* [Action item] Would you write out all of the entries below, exactly as they stand?

* [Data supplied]
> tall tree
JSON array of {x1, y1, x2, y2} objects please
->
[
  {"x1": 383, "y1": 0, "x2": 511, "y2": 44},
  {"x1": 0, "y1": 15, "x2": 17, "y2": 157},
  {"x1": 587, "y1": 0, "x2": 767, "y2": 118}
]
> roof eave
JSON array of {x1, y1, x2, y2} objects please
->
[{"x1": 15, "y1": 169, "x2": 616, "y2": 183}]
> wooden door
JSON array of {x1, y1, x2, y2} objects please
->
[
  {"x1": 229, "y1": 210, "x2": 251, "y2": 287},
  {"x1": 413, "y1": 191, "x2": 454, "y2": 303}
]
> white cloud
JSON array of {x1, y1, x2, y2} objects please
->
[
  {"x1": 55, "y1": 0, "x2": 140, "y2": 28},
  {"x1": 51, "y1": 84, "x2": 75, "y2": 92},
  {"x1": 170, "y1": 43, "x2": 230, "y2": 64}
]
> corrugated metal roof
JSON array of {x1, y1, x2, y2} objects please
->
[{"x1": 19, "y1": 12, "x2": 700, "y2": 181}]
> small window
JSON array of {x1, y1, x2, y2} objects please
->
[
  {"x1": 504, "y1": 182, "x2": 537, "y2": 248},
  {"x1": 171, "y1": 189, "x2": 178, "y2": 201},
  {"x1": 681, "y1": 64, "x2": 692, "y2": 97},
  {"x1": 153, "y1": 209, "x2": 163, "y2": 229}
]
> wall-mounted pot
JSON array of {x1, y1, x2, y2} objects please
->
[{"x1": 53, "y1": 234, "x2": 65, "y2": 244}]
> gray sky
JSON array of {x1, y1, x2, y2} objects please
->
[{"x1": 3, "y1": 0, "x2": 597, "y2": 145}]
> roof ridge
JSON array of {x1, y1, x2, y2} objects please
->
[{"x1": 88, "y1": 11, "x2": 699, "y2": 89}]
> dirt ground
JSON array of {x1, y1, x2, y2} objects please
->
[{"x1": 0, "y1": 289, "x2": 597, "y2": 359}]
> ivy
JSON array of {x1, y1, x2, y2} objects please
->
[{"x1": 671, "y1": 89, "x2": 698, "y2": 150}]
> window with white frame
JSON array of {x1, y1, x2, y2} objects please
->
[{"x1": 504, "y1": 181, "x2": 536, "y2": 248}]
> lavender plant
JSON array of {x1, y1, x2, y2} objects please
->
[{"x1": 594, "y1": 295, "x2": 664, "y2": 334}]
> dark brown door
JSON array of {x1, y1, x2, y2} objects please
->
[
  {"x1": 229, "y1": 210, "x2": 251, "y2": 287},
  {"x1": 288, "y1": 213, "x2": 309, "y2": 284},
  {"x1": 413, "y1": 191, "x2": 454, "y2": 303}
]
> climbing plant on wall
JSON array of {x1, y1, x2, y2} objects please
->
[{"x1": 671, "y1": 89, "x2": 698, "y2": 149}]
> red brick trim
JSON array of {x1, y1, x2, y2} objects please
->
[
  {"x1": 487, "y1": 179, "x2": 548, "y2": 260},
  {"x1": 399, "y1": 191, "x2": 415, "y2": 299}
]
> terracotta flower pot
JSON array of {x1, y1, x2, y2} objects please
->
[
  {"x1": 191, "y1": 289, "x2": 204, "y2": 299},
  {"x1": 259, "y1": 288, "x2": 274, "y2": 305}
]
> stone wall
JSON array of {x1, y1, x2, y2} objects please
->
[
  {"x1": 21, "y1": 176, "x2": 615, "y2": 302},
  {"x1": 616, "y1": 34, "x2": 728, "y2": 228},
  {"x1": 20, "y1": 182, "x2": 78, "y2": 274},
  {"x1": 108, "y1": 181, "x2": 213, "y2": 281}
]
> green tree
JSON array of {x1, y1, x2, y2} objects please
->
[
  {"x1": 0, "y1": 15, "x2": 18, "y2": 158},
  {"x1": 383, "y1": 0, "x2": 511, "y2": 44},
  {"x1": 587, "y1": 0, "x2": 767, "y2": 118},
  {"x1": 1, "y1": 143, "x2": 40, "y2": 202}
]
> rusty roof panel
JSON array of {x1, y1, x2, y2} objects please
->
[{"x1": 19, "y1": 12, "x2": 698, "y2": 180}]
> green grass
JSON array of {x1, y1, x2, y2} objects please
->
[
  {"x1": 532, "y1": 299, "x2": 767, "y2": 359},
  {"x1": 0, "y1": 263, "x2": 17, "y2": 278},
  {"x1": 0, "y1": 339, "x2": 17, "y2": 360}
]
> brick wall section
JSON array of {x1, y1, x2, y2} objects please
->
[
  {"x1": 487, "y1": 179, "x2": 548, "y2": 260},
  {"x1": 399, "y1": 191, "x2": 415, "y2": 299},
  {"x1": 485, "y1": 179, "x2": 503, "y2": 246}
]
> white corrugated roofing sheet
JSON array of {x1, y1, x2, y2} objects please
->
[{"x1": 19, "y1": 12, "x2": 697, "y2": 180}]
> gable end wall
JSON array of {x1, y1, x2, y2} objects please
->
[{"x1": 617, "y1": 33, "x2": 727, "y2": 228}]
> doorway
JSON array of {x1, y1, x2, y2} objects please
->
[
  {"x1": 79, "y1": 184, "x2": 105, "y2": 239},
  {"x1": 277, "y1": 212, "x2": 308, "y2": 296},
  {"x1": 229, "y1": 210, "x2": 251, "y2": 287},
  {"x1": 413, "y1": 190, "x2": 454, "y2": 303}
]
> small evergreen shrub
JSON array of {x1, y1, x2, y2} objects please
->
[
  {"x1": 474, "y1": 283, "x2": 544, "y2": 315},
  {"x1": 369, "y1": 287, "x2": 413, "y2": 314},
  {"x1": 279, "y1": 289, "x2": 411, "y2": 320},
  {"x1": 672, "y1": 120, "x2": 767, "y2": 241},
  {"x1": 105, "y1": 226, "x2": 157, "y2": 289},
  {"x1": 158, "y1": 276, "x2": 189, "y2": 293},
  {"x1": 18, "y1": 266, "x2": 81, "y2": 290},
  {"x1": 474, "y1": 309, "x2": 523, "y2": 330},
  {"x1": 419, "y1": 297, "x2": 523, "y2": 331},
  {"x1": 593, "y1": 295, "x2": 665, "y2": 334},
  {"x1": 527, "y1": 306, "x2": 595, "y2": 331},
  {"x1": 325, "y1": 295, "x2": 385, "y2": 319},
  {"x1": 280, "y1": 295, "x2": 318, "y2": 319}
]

* [Your response]
> tall tree
JSON array of {x1, y1, x2, y2} objects please
->
[
  {"x1": 383, "y1": 0, "x2": 511, "y2": 44},
  {"x1": 0, "y1": 15, "x2": 17, "y2": 157},
  {"x1": 587, "y1": 0, "x2": 767, "y2": 118}
]
> roof eave
JSON array of {x1, y1, x2, y2} objects please
->
[{"x1": 15, "y1": 169, "x2": 616, "y2": 183}]
> wooden door
JSON array of {x1, y1, x2, y2} objects please
->
[
  {"x1": 229, "y1": 210, "x2": 251, "y2": 287},
  {"x1": 413, "y1": 191, "x2": 454, "y2": 303}
]
> white cloud
JSON array of {x1, y1, x2, y2} objects please
->
[
  {"x1": 55, "y1": 0, "x2": 140, "y2": 28},
  {"x1": 51, "y1": 84, "x2": 75, "y2": 92},
  {"x1": 170, "y1": 43, "x2": 230, "y2": 64}
]
> corrugated metal roof
JSON array of {x1, y1, x2, y2} objects please
->
[{"x1": 19, "y1": 12, "x2": 700, "y2": 181}]
> small window
JSON array of {x1, y1, x2, y2} objects please
->
[
  {"x1": 504, "y1": 182, "x2": 537, "y2": 248},
  {"x1": 171, "y1": 189, "x2": 178, "y2": 201},
  {"x1": 681, "y1": 64, "x2": 692, "y2": 97},
  {"x1": 153, "y1": 209, "x2": 163, "y2": 229}
]
> wall-mounted pot
JSON array of {x1, y1, x2, y2} objects please
->
[{"x1": 53, "y1": 234, "x2": 65, "y2": 244}]
> gray sky
JSON array of {x1, y1, x2, y2} objects please
->
[{"x1": 3, "y1": 0, "x2": 597, "y2": 145}]
> roof ridge
JSON array of {x1, y1, x2, y2} objects please
->
[{"x1": 88, "y1": 11, "x2": 699, "y2": 89}]
> dirt ground
JSON array of {x1, y1, x2, y2} objects please
->
[{"x1": 0, "y1": 289, "x2": 597, "y2": 359}]
> ivy
JSON array of {x1, y1, x2, y2} objects please
->
[{"x1": 671, "y1": 89, "x2": 698, "y2": 150}]
> window with white frame
JSON array of {x1, y1, x2, y2} objects please
->
[{"x1": 504, "y1": 181, "x2": 536, "y2": 248}]
> lavender plant
JSON array of {x1, y1, x2, y2} objects please
->
[{"x1": 594, "y1": 295, "x2": 664, "y2": 334}]
> dark brown door
JSON array of {x1, y1, x2, y2} objects please
->
[
  {"x1": 229, "y1": 210, "x2": 251, "y2": 287},
  {"x1": 288, "y1": 213, "x2": 309, "y2": 284},
  {"x1": 413, "y1": 191, "x2": 454, "y2": 303}
]
> climbing plant on wall
JSON array of {x1, y1, x2, y2} objects please
->
[{"x1": 671, "y1": 89, "x2": 698, "y2": 149}]
> red brick trim
JSON array of {x1, y1, x2, y2} objects please
->
[
  {"x1": 487, "y1": 179, "x2": 548, "y2": 260},
  {"x1": 399, "y1": 191, "x2": 415, "y2": 299}
]
> terracotta flower pot
JSON array of {x1, y1, x2, y2} objects please
->
[
  {"x1": 191, "y1": 289, "x2": 204, "y2": 299},
  {"x1": 259, "y1": 288, "x2": 274, "y2": 305}
]
> stone wall
JSON array of {x1, y1, x2, y2} objects please
->
[
  {"x1": 21, "y1": 176, "x2": 615, "y2": 302},
  {"x1": 616, "y1": 34, "x2": 728, "y2": 228},
  {"x1": 20, "y1": 182, "x2": 78, "y2": 274},
  {"x1": 108, "y1": 181, "x2": 213, "y2": 281}
]
> green tree
JSON array of {x1, y1, x2, y2} objects please
->
[
  {"x1": 0, "y1": 15, "x2": 18, "y2": 158},
  {"x1": 383, "y1": 0, "x2": 511, "y2": 44},
  {"x1": 587, "y1": 0, "x2": 767, "y2": 118},
  {"x1": 1, "y1": 143, "x2": 40, "y2": 202}
]
> rusty roof panel
JSON array of {x1, y1, x2, y2} objects please
->
[{"x1": 19, "y1": 12, "x2": 698, "y2": 180}]
> green grass
JSON array of {x1, y1, x2, y2} objects please
->
[
  {"x1": 532, "y1": 299, "x2": 767, "y2": 359},
  {"x1": 0, "y1": 263, "x2": 17, "y2": 278},
  {"x1": 0, "y1": 339, "x2": 17, "y2": 360}
]
> brick wall section
JSON array of {x1, y1, x2, y2} objects please
->
[
  {"x1": 487, "y1": 179, "x2": 548, "y2": 260},
  {"x1": 399, "y1": 191, "x2": 415, "y2": 299},
  {"x1": 485, "y1": 179, "x2": 503, "y2": 246}
]
> white corrugated roofing sheet
JSON array of {x1, y1, x2, y2} objects please
->
[{"x1": 19, "y1": 12, "x2": 697, "y2": 180}]
> gable end wall
JSON array of {x1, y1, x2, y2} objects please
->
[{"x1": 617, "y1": 33, "x2": 727, "y2": 228}]
> doorway
JSON array of {x1, y1, x2, y2} objects please
->
[
  {"x1": 79, "y1": 184, "x2": 105, "y2": 239},
  {"x1": 277, "y1": 212, "x2": 308, "y2": 296},
  {"x1": 229, "y1": 210, "x2": 251, "y2": 287},
  {"x1": 413, "y1": 190, "x2": 454, "y2": 303}
]
> small evergreen shrub
JSON array of {x1, y1, x2, y2} objects please
->
[
  {"x1": 474, "y1": 283, "x2": 544, "y2": 315},
  {"x1": 369, "y1": 287, "x2": 413, "y2": 314},
  {"x1": 279, "y1": 289, "x2": 411, "y2": 320},
  {"x1": 672, "y1": 120, "x2": 767, "y2": 241},
  {"x1": 105, "y1": 226, "x2": 157, "y2": 289},
  {"x1": 158, "y1": 276, "x2": 189, "y2": 293},
  {"x1": 18, "y1": 266, "x2": 81, "y2": 290},
  {"x1": 474, "y1": 309, "x2": 523, "y2": 330},
  {"x1": 419, "y1": 297, "x2": 523, "y2": 331},
  {"x1": 593, "y1": 295, "x2": 665, "y2": 334},
  {"x1": 527, "y1": 306, "x2": 595, "y2": 331},
  {"x1": 325, "y1": 295, "x2": 385, "y2": 319},
  {"x1": 280, "y1": 295, "x2": 318, "y2": 319}
]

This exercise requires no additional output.